SELECTED PASSAGE:
+ + + +

The DrScheme implementation of Scheme provides a large number of primitives beyond those that are described in the Revised5 report. In particular, it provides much more support for programming in the object-oriented style than standard Scheme.
DrScheme encourages programmers to think of objects as belonging to
classes. Objects that belong to the same class have the same fields
and accept the same messages. In DrScheme, a class is itself a value, over
and above the individual objects that belong to that class. A class is
generally introduced by means of a special class-expression,
which lists the fields that chararacterize objects of the class and the
messages that they respond to.
These fields and messages are collectively called the instance variables of the class. What we've been calling a ``message'' is represented in a DrScheme class as an instance variable that happens to have a procedure as its value. When an object receives a message, it responds by invoking that procedure.
Here, for instance, is how one would define a DrScheme class,
switch%, and two objects of that class, similar to the
lamp-switch and vacuum-cleaner-switch objects in
the lab on object-oriented
programming. We'll consider the syntactic details of
class-expressions later on -- for now, just note how the
state field and the :toggle! and
:show-position messages are represented and how the
constructor is invoked.
(define switch%
(class object% ()
(private
(state #f))
(public
(:toggle! (lambda () (set! state (not state))))
(:show-position (lambda () (if state 'on 'off))))
(sequence
(super-init))))
(define lamp-switch (make-object switch%))
(define vacuum-cleaner-switch (make-object switch%))
To send a message to an object, one uses a primitive procedure called
send instead of invoking the object directly:
> (send lamp-switch :show-position) off > (send lamp-switch :toggle!) > (send lamp-switch :show-position) on
As another illustration of how classes are constructed, here is the
tally example from that earlier lab, rewritten in the DrScheme
style:
(define tally%
(class object% ()
(private
(contents 0))
(public
(:show-contents (lambda () contents))
(:set-contents-to-zero! (lambda () (set! contents 0)))
(:bump! (lambda () (set! contents (+ contents 1)))))
(sequence
(super-init))))
Create an object of the tally% class and send it some
messages. Confirm that it works like the tallies in the lab on object-oriented
programming.
A class-expression in DrScheme consists of
class,all enclosed in parentheses.
In DrScheme, a class is always derived from some other, more general
class. To get the process started, there is a primitive class
object% from which all others are derived, directly or
indirectly. You'll notice that the superclass expression in the definition
of switch% and tally% is `object%'.
This indicates that each of those classes is derived directly from the
object% class.

+ + + +

DATASET SECTION:
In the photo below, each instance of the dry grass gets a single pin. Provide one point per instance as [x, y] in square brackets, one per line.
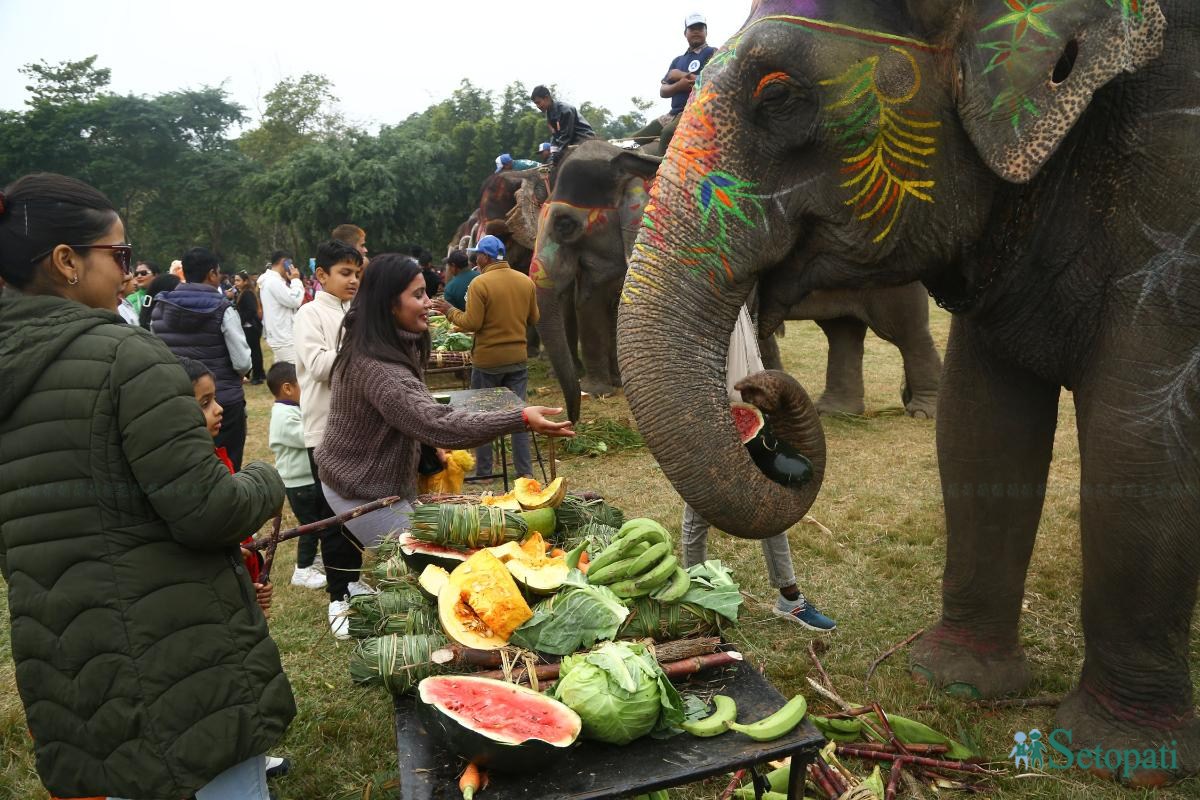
[877, 573]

+ + + +

WHAT IS ASKED: Decide whether each statement agrees with the DrScheme text, answering yes or no and quoting the words of the text that decide it. 1. A message in a DrScheme class is an instance variable whose value is a procedure. 2. To send a message, a DrScheme programmer invokes the object directly. 3. The switch% and tally% classes are derived directly from object%. The data above are not needed for this work.

RESPONSE TO THIS EXERCISE:
1. Yes: "represented in a DrScheme class as an instance variable that happens to have a procedure as its value"
2. No: "one uses a primitive procedure called send instead of invoking the object directly"
3. Yes: "each of those classes is derived directly from the object% class"